ФРАГМЕНТ ТЕКСТА
=-=-=

Ответ на запрос Майнцского университета

Вы разрешили мне писать по-русски. Как я работаю?

Прежде я писал пером, сперва без всякого плана, затем перепечатывал на машинке. Мне казалось, что таким способом я отстраняюсь от рукописного, слишком связанного с личностью автора текста и даже с его телесностью: машинопись нейтрализует текст, даёт возможность увидеть его со стороны как бы чужими глазами. С появлением компьютера эта технология изменилась, я стал сразу делать наброски на компьютере. Но и теперь, принимаясь за что-либо новое, иногда пишу пером. Писание от руки расковывает. В любом случае, однако, я не поклонник самопроизвольного писания, хоть и пытался когда-то в юности использовать этот метод, считал его своим открытием, не зная о том, что автоматическое письмо давно изобретено сюрреалистами.

Произведение может зародиться внезапно, без всякого повода, при слушании музыки (которая вообще мне очень помогает в моей работе), при чтении чего-нибудь постороннего. О некоторых своих романах и рассказах я могу точно сказать, что́ было первой искрой. Замысел начинает клубиться в мозгу и выглядит увлекательней, заманчивей, чем когда принимаешься, наконец, за дело. Всё что при этом получается, выглядит тяжёлой неудачей и скукой. Есть замечательная фраза Вальтера Беньямина: Das Werk ist die Totenmaske der Konzeption (Произведение — это посмертная маска замысла).

Эту скуку нужно каким-то образом развеять. Как уже сказано, я пользуюсь теперь преимущественно компьютером. Печатаю написанные страницы, чтобы потом к ним вернуться. В молодости я мог заниматься сочинительством в любой обстановке. Теперь не то. У меня нет своего кабинета, но мне нужна тишина. Больше всего меня раздражает пошлая музыка. Я пишу утром — чем раньше начать, тем лучше — и до обеда, лучше всего в дождливую погоду, в снегопад. Во второй половине дня пишу письма, статьи, что-нибудь более лёгкое. Вечером настроение портится, всё, чем я занимался, выглядит ненужным, неудачным, бездарным; единственная надежда — утром, может быть, удастся обрести бодрость.

=-=-=

ИСХОДНЫЕ ЗАПИСИ
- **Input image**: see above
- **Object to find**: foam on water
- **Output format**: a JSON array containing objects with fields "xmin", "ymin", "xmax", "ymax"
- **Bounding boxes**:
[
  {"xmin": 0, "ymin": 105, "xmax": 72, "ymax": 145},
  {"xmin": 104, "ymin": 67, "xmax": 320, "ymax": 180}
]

=-=-=

ЗАДАНИЕ
Продолжите текст о писательской работе, начав сразу после его последнего предложения.

ОТВЕТ
Я не составляю планов, набрасываю лишь, чтобы не забыть, отдельные мысли или сюжетные направления. Я замечал, что легче начинать и продолжать, когда видишь конечный пункт пути, то есть приблизительно знаешь, чем всё кончится. С годами я стал уделять больше внимания сюжету, «истории» в собственном смысле. Проза — это рассказывание историй. Но теперь мне всё чаще приходится начинать что-нибудь, не имея абсолютно никакого представления, куда всё приведёт и чем кончится.

Я придаю очень большое значение языку, ритму и звучанию фразы, помногу раз переделываю свои пассажи и особенно зачины — и никогда не забываю совет Флобера читать свою прозу вслух (я читаю её шепотом). Я стараюсь находить не только слова с абсолютно точным, нужным мне значением, но и с необходимым числом слогов, с нужным ударением. Больше всего в произведениях современных писателей угнетает меня болтливость, многословие — наследственный недуг русской литературы. Но писать лаконично, как написаны «Повести Белкина», так же трудно, как вести добродетельную жизнь.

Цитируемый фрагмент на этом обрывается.